====== Data shown ======
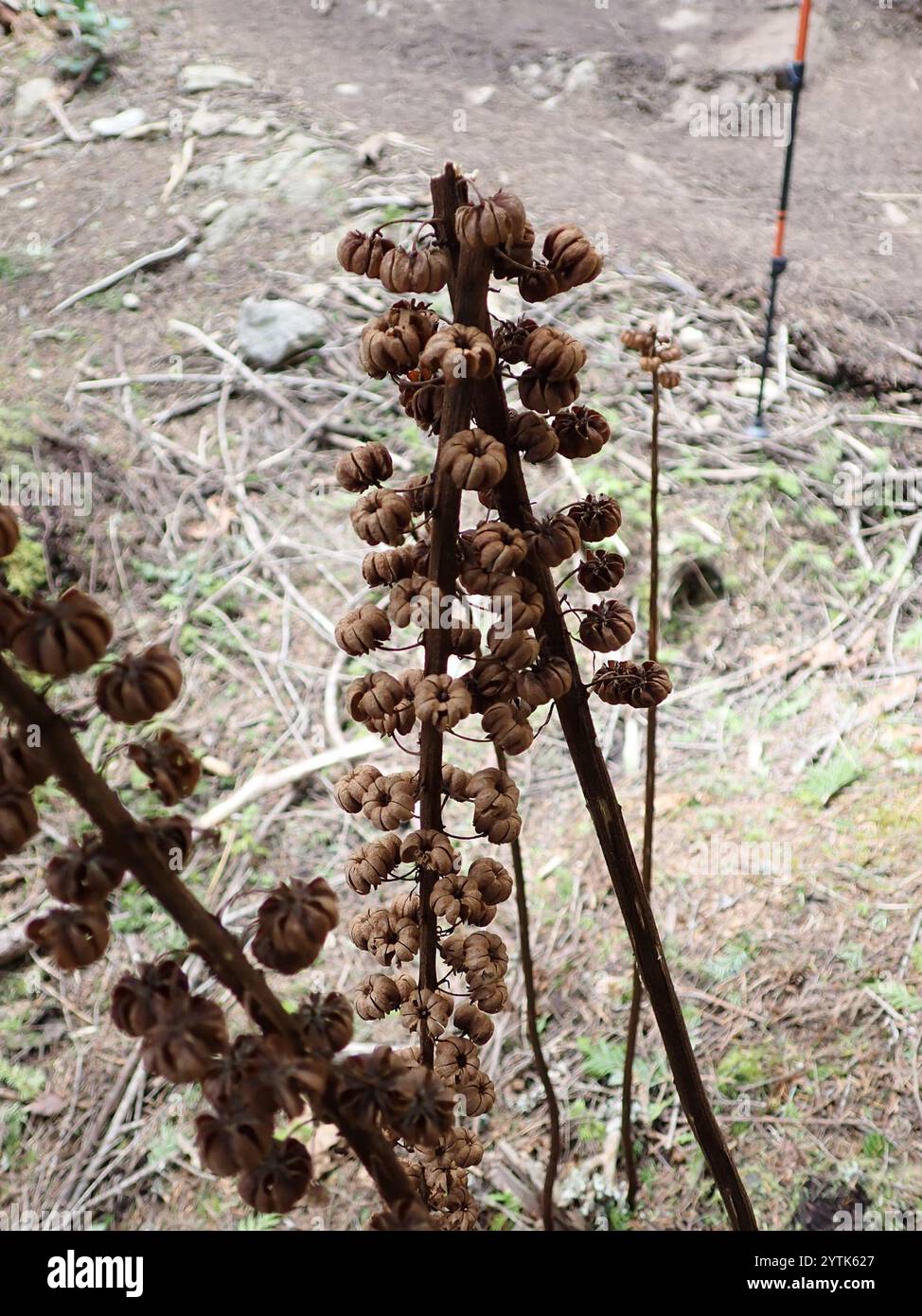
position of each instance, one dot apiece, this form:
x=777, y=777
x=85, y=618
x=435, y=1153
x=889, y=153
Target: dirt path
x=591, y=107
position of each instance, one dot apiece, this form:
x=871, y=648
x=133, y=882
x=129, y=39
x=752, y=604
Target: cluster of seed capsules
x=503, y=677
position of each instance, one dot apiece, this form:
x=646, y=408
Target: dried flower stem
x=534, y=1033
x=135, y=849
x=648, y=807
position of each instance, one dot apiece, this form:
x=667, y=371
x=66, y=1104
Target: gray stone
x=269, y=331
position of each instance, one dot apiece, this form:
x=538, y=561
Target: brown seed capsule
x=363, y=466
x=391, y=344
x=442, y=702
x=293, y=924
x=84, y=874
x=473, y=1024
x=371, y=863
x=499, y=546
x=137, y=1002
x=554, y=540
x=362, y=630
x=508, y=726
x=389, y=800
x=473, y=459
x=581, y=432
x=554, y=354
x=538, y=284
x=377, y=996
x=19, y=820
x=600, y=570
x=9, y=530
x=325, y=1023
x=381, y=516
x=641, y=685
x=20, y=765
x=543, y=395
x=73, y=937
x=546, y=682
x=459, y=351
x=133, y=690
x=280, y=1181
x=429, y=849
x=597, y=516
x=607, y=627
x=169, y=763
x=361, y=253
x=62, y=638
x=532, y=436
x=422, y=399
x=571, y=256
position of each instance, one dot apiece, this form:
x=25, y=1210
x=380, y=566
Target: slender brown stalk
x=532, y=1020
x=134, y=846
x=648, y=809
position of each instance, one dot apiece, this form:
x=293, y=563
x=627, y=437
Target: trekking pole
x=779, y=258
======
# [Your task]
Render every line of the listing above as a Markdown table with the columns Row and Line. Skip blank lines, and leave the pictures out of the answer.

# [Reply]
| Row | Line |
|---|---|
| 1 | position of each instance, one dot apiece, this form: |
| 2 | x=777, y=777 |
| 3 | x=85, y=618 |
| 4 | x=435, y=1153 |
| 5 | x=889, y=153 |
| 6 | Target: dirt path |
| 7 | x=591, y=107 |
| 8 | position of each instance, one dot apiece, this form: |
| 9 | x=871, y=648 |
| 10 | x=133, y=882 |
| 11 | x=129, y=39 |
| 12 | x=752, y=604 |
| 13 | Target: cluster of seed capsules |
| 14 | x=503, y=677 |
| 15 | position of each instance, one dot apiece, this form: |
| 16 | x=646, y=408 |
| 17 | Target: dried flower stem |
| 18 | x=534, y=1033 |
| 19 | x=135, y=849 |
| 20 | x=648, y=807 |
| 21 | position of each instance, one dot apiece, this form: |
| 22 | x=667, y=371 |
| 23 | x=66, y=1104 |
| 24 | Target: gray stone |
| 25 | x=269, y=331 |
| 26 | position of each instance, one dot apiece, this form: |
| 27 | x=538, y=561 |
| 28 | Target: brown seed capsule |
| 29 | x=363, y=466 |
| 30 | x=391, y=344 |
| 31 | x=442, y=702 |
| 32 | x=293, y=924 |
| 33 | x=84, y=874 |
| 34 | x=473, y=1024 |
| 35 | x=371, y=863 |
| 36 | x=499, y=546 |
| 37 | x=137, y=1002 |
| 38 | x=554, y=540 |
| 39 | x=362, y=630 |
| 40 | x=508, y=726 |
| 41 | x=389, y=800 |
| 42 | x=473, y=459 |
| 43 | x=581, y=432 |
| 44 | x=554, y=354 |
| 45 | x=538, y=284 |
| 46 | x=377, y=996 |
| 47 | x=19, y=820 |
| 48 | x=600, y=570 |
| 49 | x=9, y=530 |
| 50 | x=325, y=1023 |
| 51 | x=381, y=516 |
| 52 | x=641, y=685 |
| 53 | x=20, y=765 |
| 54 | x=543, y=395 |
| 55 | x=73, y=937 |
| 56 | x=546, y=682 |
| 57 | x=459, y=351 |
| 58 | x=133, y=690 |
| 59 | x=280, y=1181 |
| 60 | x=429, y=849 |
| 61 | x=597, y=516 |
| 62 | x=607, y=627 |
| 63 | x=169, y=763 |
| 64 | x=361, y=253 |
| 65 | x=62, y=638 |
| 66 | x=532, y=436 |
| 67 | x=422, y=399 |
| 68 | x=571, y=256 |
| 69 | position of each instance, one dot apiece, this form: |
| 70 | x=25, y=1210 |
| 71 | x=380, y=566 |
| 72 | Target: slender brown stalk |
| 73 | x=532, y=1020 |
| 74 | x=134, y=846 |
| 75 | x=648, y=809 |
| 76 | position of each instance, one dot apiece, this form: |
| 77 | x=293, y=563 |
| 78 | x=627, y=437 |
| 79 | Target: trekking pole |
| 80 | x=779, y=258 |